Requirement 1
In the post on psychiatric drugs for young people, how many children develop schizophrenia at a young age?
Requirement 2
Carry on writing the post on psychiatric drugs for young people from its final sentence.
Document excerpt: Begin
June 11, 2006

Psychiatric Drugs for Young People

National Public Radio has a good program on the issue of prescribing anti-psychotic drugs to young children. The focus of the program is not people who have schizophrenia (only 1 in 10,000 children develop schizophrenia at a young age), but rather the prescribing of anti-psychotic medications for people who are not diagnosed with schizophrenia or bipolar disorder - but other disorders that these drugs may help in.

NPR says:

Doctors are treating more young people with anti-psychotic drugs, according to a new study. And they're not just prescribing the medications for psychotic disorders such as schizophrenia and mania, but also for disruptive behavior and mood disorders. Why are prescriptions for these drugs on the rise, and what are the risks involved?

The researchers writing in the June issue of the Archives of General Psychiatry, found that in more than one million office-based medical visits by children and adolescents under 20, doctors prescribed anti-psychotic medications. That's up from about 200,000 in the mid-1990s - 200,000 to one million, now.

NPR looks at the reasons why growing numbers of children are taking psychiatric drugs, what the risks are - after all, almost none of them have been fully tested in pediatric populations. We're also going to talk about how psychiatric drugs work.

Listen to the full 30 minute debate debate between David Cohen, professor of social work, Florida International University and Jeffrey Lieberman, MD, director, New York State Psychiatric Institute; chairman, Psychiatry Department, Columbia University College of Physicians and Surgeons with the former taking anti meds stance and the latter a pro meds stance.
Document excerpt: End
Recorded information: Begin
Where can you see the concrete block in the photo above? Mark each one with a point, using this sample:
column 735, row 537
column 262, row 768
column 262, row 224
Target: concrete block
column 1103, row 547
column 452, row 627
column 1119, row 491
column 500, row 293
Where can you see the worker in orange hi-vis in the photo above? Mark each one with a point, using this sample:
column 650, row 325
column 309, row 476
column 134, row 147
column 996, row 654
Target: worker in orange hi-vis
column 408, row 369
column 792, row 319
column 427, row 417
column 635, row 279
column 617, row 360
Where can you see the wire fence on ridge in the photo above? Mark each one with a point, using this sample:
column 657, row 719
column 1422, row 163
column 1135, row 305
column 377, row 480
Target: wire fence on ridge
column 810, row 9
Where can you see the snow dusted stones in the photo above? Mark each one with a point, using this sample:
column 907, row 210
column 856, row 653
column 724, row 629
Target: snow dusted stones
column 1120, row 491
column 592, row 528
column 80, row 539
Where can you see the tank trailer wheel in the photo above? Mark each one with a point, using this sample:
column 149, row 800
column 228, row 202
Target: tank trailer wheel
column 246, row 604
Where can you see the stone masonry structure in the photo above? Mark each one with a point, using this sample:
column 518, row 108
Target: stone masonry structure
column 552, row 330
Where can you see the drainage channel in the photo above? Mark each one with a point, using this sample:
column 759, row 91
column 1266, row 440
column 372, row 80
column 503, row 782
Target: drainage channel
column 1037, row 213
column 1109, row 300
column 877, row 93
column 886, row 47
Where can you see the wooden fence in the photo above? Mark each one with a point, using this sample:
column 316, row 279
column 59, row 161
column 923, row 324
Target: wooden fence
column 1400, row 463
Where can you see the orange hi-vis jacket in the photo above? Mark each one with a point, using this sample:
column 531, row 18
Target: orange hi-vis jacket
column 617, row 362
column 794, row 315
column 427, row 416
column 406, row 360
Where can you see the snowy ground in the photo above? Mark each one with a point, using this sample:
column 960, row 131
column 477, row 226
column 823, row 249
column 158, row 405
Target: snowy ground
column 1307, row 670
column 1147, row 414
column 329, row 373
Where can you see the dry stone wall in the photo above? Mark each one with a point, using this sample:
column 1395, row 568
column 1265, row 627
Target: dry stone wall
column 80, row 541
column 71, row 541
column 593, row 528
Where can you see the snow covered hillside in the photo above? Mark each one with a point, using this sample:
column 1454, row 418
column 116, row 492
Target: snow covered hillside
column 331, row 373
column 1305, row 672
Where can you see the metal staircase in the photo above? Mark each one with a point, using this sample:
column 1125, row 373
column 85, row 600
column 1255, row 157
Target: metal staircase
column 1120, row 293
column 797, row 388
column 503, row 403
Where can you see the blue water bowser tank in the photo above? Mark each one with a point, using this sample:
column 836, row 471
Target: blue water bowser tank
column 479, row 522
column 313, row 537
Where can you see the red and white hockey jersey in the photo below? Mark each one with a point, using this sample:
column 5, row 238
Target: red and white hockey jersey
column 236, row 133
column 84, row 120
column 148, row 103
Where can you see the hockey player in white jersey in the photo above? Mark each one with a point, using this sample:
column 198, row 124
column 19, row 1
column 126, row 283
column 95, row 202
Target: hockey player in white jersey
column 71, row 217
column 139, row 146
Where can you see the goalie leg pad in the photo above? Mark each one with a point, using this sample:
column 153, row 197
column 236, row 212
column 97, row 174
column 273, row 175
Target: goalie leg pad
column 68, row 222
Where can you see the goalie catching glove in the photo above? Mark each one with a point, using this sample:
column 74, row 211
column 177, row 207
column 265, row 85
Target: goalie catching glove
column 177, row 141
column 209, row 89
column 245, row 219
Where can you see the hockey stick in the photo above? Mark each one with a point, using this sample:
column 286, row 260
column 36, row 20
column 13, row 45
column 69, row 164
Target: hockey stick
Recorded information: End
Exercise response 1
1 in 10,000

Exercise response 2
Just following this link: Psychiatric Drugs for Young People and then click on the "Listen" button.

The New York Times covered this issue in a June 5th article, in which they said:

The use of potent antipsychotic drugs to treat children and adolescents for problems like aggression and mood swings increased more than fivefold from 1993 to 2002, researchers are reporting today.

The survey, based on visits to physicians in which an antipsychotic medication was prescribed, found that such visits increased to 1,438 per 100,000 children and adolescents in 2002 from 275 per 100,000 from 1993 to 1995. The total number of visits in which the drugs were prescribed rose 1,224,000 in 2002 from 201,000 in 1993 to 1995.

Psychiatrists were more likely to prescribe the drugs than other physicians, according to the study published today in the June issue of the Archives of General Psychiatry.

"To me, the most striking thing was that nearly one in five psychiatric visits for young people included a prescription for antipsychotics," said Dr. Mark Olfson, a professor of clinical psychiatry at Columbia University and the lead author of the study, financed in part by the National Institute of Mental Health.

Experts said the findings were likely to inflame a continuing debate over the use of psychiatric medication in children. In recent years, antidepressants have been linked to an increase in suicidal thinking or behavior in some minors, and stimulants prescribed to treat attention deficit problems have been linked to an exacerbation of underlying heart problems. Stimulants and antidepressants are the two classes of psychiatric drugs most commonly prescribed for children.